__PROBLEMS TO WORK ON__.
[1] Reproduce the passage of the MusicScore toolkit description starting at "Official toolkit for" and ending at "which multiprocess supported.".
[2] Answer these questions using the MusicScore toolkit description:
(a) Which color depth corresponds to black and white images?
(b) How many training images does ./cover_data/ contain?
(c) What recall is reported for the Score class?
[3] Pick up the MusicScore toolkit description after its last sentence and keep writing.
>> START TEXT SHOWN
Official toolkit for paper: MusicScore: A Dataset for Music Score Modeling and Generation.
This codebase contains two parts:
- Two step scripts for cleaning sheet music score images, refers to ./data_process/.
- Evaluation scripts for music score generation experiment for reproducing the Fréchet Inception Distance (FID) scores in Section 4.2, refers to ./evaluation/.
Dataset download itself is not included in this codebase, please jump through this portal.
This codebase maintains two steps of filtering sheet music score images.
We distinguish whether an image is high quality or not by identifying color depth. The color depth of 1-bit corresponds to black and white images, while the color depth of 8-bit or 16-bit corresponds to color images. The color depth filter script is provided data_process/color_depth_filter/color_depth.py which multiprocess supported.
We implement a classification model to filter score and non-score images, refers to data_process/non_cover_filter/cover.ipynb. The notebook contains:
- Training and inferencing scripts of non-score filter model.
- Processing script of restoring
hd_data
after applying the classification model. - Evaluation script of non-score filter model.
The training and testing dataset locates in ./cover_data/, containing 450 and 50 images respectively. We also provide trained model checkpoint which can be loaded for inference.
Our cover and non-cover classification achieved a 90% accuracy on our test dataset. The evaluation metrics are presented in the table below:
Class | Precision | Recall | F1-score | Support |
---|---|---|---|---|
Non-score | 0.9524 | 1.0000 | 0.9756 | 20 |
Score | 1.0000 | 0.9667 | 0.9831 | 30 |
Accuracy | 0.9800 | 50 | ||
Macro avg | 0.9762 | 0.9833 | 0.9793 | 50 |
Weighted avg | 0.9810 | 0.9800 | 0.9801 | 50 |
We also provide multi-processing enhanced pdf2img script that we used to slice music score PDF files into single page images. The script can be migrated to any tasks that requires PDF to image slicing.
>> END TEXT SHOWN
>> START RECORD EXCERPTS
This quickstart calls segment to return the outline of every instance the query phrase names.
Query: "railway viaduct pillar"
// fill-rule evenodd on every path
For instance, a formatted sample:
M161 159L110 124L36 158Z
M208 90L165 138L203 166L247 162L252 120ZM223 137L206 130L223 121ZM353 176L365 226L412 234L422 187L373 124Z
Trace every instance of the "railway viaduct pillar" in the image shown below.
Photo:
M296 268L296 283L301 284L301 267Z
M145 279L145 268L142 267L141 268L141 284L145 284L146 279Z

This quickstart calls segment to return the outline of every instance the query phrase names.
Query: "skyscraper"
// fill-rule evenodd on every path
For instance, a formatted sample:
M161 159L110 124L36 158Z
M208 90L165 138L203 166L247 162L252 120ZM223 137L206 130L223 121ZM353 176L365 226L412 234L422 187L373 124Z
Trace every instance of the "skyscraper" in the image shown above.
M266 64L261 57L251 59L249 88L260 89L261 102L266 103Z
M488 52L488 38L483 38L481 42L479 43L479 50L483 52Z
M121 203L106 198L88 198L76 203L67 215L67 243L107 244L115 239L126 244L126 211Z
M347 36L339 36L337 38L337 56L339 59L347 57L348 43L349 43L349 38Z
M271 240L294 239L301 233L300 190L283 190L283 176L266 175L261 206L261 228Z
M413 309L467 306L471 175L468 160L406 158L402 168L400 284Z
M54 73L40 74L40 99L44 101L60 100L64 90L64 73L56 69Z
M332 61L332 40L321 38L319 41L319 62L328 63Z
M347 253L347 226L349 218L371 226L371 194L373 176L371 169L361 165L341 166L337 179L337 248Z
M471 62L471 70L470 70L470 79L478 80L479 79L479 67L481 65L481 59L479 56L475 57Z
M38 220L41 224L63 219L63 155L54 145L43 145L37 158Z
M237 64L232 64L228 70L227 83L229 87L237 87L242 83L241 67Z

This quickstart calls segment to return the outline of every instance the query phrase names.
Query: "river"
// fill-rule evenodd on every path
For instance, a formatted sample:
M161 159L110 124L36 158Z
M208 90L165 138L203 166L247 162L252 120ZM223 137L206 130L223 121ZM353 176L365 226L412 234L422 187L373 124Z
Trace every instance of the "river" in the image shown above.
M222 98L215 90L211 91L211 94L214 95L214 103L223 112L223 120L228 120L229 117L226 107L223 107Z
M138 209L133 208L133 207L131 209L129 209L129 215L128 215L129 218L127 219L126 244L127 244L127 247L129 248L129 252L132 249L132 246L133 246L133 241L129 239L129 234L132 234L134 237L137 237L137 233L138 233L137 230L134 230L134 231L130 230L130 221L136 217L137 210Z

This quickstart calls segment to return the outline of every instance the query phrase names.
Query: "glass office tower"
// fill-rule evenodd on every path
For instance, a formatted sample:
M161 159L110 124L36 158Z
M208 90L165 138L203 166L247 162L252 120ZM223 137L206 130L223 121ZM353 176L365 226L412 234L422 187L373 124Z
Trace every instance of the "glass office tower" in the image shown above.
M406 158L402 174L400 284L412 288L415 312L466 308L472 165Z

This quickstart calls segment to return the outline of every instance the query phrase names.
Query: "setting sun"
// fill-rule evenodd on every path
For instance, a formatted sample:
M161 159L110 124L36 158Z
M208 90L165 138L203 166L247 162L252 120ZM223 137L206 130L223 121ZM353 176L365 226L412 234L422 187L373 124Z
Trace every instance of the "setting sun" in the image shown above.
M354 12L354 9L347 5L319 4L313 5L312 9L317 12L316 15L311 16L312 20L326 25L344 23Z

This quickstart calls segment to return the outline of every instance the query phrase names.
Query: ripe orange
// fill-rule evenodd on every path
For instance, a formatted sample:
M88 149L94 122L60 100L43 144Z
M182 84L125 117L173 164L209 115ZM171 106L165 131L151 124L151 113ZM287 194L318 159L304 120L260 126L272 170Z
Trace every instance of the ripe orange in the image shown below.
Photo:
>> END RECORD EXCERPTS
>> START RECORD EXCERPTS
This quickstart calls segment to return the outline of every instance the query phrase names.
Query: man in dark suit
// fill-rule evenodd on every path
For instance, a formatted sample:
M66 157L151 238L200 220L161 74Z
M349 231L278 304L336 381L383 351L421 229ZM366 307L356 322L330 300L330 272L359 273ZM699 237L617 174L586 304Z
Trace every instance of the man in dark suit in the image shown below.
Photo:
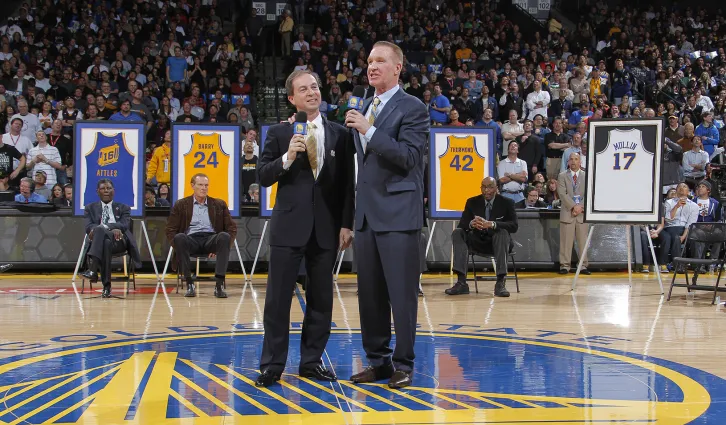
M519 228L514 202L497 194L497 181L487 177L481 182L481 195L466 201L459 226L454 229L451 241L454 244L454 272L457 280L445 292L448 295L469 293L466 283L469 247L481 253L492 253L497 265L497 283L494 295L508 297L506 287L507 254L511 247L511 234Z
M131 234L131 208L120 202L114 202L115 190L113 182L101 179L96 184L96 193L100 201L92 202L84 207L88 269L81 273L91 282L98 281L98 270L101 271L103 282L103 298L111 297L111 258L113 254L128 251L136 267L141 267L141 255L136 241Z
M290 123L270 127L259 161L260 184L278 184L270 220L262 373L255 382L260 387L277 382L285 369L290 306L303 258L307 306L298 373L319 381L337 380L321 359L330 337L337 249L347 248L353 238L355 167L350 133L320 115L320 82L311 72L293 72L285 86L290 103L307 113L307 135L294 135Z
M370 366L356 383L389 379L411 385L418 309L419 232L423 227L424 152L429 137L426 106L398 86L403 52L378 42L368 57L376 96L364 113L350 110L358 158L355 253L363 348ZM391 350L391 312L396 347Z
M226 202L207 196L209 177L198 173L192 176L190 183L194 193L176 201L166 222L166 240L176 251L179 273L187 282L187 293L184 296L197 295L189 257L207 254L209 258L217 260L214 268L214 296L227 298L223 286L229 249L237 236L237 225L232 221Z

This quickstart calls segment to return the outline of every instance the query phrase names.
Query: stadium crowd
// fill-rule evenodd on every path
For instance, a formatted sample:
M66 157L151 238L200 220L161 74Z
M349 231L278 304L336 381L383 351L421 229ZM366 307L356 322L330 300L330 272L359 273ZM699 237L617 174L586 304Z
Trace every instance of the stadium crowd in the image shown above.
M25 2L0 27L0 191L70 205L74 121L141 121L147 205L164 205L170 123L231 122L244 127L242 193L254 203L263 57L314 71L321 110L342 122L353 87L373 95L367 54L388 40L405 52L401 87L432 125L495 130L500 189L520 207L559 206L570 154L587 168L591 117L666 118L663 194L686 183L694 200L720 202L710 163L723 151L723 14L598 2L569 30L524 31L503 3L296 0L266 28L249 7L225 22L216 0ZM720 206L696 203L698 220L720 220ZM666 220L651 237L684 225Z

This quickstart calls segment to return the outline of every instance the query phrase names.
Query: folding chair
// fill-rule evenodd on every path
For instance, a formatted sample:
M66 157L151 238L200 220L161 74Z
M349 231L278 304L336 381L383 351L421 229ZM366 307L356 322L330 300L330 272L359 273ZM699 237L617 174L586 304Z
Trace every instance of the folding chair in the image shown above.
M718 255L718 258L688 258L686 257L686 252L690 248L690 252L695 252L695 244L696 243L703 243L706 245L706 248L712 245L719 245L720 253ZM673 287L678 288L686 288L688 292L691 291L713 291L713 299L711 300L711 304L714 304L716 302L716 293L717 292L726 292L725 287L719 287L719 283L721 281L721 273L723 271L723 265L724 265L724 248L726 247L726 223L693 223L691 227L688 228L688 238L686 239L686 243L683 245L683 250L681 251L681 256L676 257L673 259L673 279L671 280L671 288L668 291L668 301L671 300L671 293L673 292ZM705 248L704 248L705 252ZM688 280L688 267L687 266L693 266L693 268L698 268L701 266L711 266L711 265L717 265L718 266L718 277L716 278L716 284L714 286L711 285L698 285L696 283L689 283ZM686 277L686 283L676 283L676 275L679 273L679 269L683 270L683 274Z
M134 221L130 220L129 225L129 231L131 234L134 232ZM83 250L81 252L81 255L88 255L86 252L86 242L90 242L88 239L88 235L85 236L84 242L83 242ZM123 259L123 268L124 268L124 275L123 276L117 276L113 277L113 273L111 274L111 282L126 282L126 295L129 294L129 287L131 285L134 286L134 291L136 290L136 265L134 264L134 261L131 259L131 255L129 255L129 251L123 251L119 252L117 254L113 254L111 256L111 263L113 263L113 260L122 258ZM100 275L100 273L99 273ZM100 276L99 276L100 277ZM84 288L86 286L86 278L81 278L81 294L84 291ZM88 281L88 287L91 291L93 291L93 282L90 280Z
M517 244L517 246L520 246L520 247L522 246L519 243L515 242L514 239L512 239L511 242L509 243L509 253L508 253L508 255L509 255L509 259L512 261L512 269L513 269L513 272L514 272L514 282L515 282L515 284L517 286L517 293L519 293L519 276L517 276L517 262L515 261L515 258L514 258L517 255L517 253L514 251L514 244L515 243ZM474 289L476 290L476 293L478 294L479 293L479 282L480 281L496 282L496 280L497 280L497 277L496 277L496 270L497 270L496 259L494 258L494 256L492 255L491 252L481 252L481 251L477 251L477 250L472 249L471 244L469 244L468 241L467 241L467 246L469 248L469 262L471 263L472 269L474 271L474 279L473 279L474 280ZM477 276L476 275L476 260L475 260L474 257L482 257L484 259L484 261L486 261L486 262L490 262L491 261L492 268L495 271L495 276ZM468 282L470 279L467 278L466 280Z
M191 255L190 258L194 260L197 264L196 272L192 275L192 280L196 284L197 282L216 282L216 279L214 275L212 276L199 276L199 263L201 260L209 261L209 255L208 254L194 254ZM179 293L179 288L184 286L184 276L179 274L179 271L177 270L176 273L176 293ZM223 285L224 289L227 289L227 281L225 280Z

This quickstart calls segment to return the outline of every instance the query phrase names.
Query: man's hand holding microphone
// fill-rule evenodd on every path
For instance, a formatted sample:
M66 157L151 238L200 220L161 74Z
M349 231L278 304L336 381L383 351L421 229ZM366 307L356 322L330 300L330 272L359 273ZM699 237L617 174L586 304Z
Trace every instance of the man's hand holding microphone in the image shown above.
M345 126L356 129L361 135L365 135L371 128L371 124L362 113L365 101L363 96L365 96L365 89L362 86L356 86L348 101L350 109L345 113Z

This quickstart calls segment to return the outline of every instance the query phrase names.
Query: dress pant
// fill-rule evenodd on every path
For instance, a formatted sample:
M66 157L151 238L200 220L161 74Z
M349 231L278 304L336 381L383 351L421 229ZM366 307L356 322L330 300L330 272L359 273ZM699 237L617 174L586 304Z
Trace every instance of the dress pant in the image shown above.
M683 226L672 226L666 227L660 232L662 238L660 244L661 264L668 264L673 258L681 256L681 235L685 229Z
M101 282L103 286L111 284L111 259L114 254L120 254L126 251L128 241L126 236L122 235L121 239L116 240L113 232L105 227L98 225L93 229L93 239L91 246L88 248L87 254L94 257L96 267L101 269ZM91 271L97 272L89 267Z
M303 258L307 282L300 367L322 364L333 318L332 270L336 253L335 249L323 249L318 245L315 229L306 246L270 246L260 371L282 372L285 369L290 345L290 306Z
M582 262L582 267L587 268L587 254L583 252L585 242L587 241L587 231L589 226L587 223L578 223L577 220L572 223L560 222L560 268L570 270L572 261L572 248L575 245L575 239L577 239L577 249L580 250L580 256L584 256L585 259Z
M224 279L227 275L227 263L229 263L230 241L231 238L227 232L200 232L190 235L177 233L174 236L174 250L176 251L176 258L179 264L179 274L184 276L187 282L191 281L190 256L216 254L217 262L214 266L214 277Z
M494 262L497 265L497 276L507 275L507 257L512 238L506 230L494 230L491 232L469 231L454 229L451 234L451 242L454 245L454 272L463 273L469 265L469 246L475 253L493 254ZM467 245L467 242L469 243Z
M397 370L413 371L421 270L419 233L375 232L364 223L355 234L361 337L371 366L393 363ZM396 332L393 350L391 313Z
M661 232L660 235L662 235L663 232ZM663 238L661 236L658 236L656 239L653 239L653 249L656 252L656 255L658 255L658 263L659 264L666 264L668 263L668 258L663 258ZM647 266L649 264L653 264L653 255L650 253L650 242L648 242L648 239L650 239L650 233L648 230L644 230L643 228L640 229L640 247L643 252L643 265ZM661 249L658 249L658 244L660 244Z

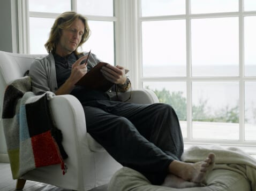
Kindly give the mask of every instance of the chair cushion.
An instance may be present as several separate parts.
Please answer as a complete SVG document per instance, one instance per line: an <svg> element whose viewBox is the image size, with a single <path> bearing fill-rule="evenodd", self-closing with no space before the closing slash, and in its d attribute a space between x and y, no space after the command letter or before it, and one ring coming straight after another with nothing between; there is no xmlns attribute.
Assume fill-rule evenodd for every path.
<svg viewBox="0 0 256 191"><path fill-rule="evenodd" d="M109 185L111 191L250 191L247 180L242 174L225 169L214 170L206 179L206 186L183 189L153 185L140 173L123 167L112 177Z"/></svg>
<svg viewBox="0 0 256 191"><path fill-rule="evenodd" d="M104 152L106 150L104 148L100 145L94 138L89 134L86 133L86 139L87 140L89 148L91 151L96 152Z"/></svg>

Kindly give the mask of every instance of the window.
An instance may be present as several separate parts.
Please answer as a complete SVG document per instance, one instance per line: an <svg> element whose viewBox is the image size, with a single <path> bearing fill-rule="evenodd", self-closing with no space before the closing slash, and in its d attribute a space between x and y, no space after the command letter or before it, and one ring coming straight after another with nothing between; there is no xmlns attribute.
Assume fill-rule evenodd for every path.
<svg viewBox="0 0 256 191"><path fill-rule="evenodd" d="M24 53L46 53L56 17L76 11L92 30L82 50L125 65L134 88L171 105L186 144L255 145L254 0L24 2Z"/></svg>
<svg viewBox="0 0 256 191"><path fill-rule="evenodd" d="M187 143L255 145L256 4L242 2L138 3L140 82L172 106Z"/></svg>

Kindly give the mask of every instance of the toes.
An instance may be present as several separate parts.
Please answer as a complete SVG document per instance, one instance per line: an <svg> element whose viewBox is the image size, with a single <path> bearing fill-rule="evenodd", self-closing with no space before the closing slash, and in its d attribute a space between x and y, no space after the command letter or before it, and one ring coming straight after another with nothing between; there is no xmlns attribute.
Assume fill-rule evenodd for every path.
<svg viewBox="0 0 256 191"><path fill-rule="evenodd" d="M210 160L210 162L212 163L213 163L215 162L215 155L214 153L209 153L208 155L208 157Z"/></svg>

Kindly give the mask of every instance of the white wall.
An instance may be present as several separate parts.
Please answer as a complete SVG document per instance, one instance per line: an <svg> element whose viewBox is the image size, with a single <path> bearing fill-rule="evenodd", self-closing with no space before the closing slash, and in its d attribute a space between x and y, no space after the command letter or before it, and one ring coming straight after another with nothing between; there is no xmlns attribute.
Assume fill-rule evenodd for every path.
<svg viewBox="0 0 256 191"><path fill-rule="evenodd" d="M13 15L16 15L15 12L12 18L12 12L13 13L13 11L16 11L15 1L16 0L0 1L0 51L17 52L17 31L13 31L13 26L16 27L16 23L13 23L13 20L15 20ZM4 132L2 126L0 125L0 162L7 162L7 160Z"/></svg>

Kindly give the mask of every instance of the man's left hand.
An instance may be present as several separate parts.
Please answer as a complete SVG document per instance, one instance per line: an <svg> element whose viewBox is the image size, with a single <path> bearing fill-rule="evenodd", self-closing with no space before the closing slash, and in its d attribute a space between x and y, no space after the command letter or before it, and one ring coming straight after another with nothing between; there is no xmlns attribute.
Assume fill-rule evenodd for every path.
>> END RECORD EXCERPTS
>> START RECORD EXCERPTS
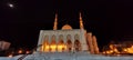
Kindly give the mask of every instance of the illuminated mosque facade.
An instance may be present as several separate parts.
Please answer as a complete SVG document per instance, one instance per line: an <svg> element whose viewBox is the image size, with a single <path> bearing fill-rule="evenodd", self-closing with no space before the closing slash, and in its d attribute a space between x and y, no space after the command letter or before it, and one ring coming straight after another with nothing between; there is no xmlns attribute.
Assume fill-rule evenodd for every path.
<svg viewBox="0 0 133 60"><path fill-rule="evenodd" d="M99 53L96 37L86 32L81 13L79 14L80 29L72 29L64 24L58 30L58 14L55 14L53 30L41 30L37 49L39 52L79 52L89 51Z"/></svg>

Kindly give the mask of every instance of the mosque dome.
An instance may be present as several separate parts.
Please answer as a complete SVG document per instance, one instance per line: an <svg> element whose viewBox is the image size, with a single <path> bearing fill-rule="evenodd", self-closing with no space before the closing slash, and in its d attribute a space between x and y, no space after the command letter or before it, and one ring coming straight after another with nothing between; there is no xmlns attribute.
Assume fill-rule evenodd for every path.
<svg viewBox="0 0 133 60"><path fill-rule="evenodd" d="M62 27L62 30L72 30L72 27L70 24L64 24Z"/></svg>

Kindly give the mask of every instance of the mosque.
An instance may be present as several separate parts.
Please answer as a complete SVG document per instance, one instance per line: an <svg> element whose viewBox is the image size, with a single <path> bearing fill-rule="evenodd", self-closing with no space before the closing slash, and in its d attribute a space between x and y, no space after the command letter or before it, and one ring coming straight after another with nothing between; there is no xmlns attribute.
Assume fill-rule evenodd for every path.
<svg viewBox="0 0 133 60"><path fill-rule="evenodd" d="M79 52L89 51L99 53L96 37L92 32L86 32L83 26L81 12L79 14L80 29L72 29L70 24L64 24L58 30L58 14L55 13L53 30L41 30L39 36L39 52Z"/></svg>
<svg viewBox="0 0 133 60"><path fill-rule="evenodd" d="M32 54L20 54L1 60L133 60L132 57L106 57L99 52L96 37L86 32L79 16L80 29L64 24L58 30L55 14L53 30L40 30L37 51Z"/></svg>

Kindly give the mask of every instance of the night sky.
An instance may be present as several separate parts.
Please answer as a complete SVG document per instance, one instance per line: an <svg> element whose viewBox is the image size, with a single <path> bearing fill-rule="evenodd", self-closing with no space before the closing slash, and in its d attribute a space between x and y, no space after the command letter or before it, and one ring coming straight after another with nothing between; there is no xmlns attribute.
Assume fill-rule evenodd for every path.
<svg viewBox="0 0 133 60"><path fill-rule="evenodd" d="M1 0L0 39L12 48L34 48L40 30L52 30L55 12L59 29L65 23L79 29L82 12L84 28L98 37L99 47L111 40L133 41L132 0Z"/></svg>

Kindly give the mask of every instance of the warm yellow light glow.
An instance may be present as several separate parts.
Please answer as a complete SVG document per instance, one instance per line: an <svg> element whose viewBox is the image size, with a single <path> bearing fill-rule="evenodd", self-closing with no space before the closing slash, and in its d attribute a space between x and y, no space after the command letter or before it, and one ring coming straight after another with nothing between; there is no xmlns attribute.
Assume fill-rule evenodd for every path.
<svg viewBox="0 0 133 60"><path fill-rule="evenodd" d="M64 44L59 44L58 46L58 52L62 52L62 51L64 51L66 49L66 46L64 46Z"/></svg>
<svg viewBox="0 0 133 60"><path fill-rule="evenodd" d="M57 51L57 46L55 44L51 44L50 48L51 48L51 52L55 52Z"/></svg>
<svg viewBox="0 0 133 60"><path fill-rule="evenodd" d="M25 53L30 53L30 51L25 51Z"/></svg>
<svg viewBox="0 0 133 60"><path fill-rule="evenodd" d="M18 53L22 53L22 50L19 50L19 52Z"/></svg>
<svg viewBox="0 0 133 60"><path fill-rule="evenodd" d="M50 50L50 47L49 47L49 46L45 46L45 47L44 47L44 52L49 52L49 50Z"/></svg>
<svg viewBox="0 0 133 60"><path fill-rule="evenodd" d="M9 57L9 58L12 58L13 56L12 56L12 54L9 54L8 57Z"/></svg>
>> END RECORD EXCERPTS
__RESPONSES FOR EACH TASK__.
[1]
Official toolkit for paper: MusicScore: A Dataset for Music Score Modeling and Generation.
This codebase contains two parts:
- Two step scripts for cleaning sheet music score images, refers to ./data_process/.
- Evaluation scripts for music score generation experiment for reproducing the Fréchet Inception Distance (FID) scores in Section 4.2, refers to ./evaluation/.
Dataset download itself is not included in this codebase, please jump through this portal.
This codebase maintains two steps of filtering sheet music score images.
We distinguish whether an image is high quality or not by identifying color depth. The color depth of 1-bit corresponds to black and white images, while the color depth of 8-bit or 16-bit corresponds to color images. The color depth filter script is provided data_process/color_depth_filter/color_depth.py which multiprocess supported.

[2]
(a) 1-bit
(b) 450
(c) 0.9667

[3]
In paper, we conduct music score generation experiment which is a image generation task driven by text. We fine-tuned Stable Diffusion 2.0 using stable-diffusion-2-base checkpoint. In Section 4.2, we performed evaluation by calculating FID-k scores on different amount of samples in three subsets, where k represents the amount of samples. We provide inferencing scripts of text-to-score generation, refers to t2i_eval.py. Example usage:
python evaluation/t2i_eval.py \
--scale "MS-400" \ # choose from ["MS-400","MS-14k","MS-200k"]
--data_dir /path/to/your/real_images
The FID calculation requires pytorch-fid library which can installed by pip install pytorch-fid
. For our use case, run:
python -m pytorch_fid \
/path/to/real_images \
/path/to/generated_images \
--device cuda:0 \
--num-workers 14
In our experiment, we perform all inferences under 512x512 resolution. We use DDIM Sampler with 250 DDIM sampling steps. We guide our generation using Classifier-Free Guidance with CFG = 4.0. The evaluation result in our paper refers to the table below.
Subset | MusicScore-400 | MusicScore-14k | MusicScore-200k |
---|---|---|---|
FID-8 | 114.65 | 297.60 | 294.76 |
FID-16 | 85.81 | 221.42 | 314.06 |
FID-32 | 84.33 | 255.00 | 264.02 |
FID-64 | 74.46 | 229.16 | 261.28 |
A sample generated result refers to the figure below.
Prompt (starting from left):
- a music score, instrumentation is violin, key is A major
- a music score, instrumentation is violin
- a music score, instrumentation is piano, key is A major
- a music score, instrumentation is piano
The data, code and model weights are licensed under CC-BY 4.0.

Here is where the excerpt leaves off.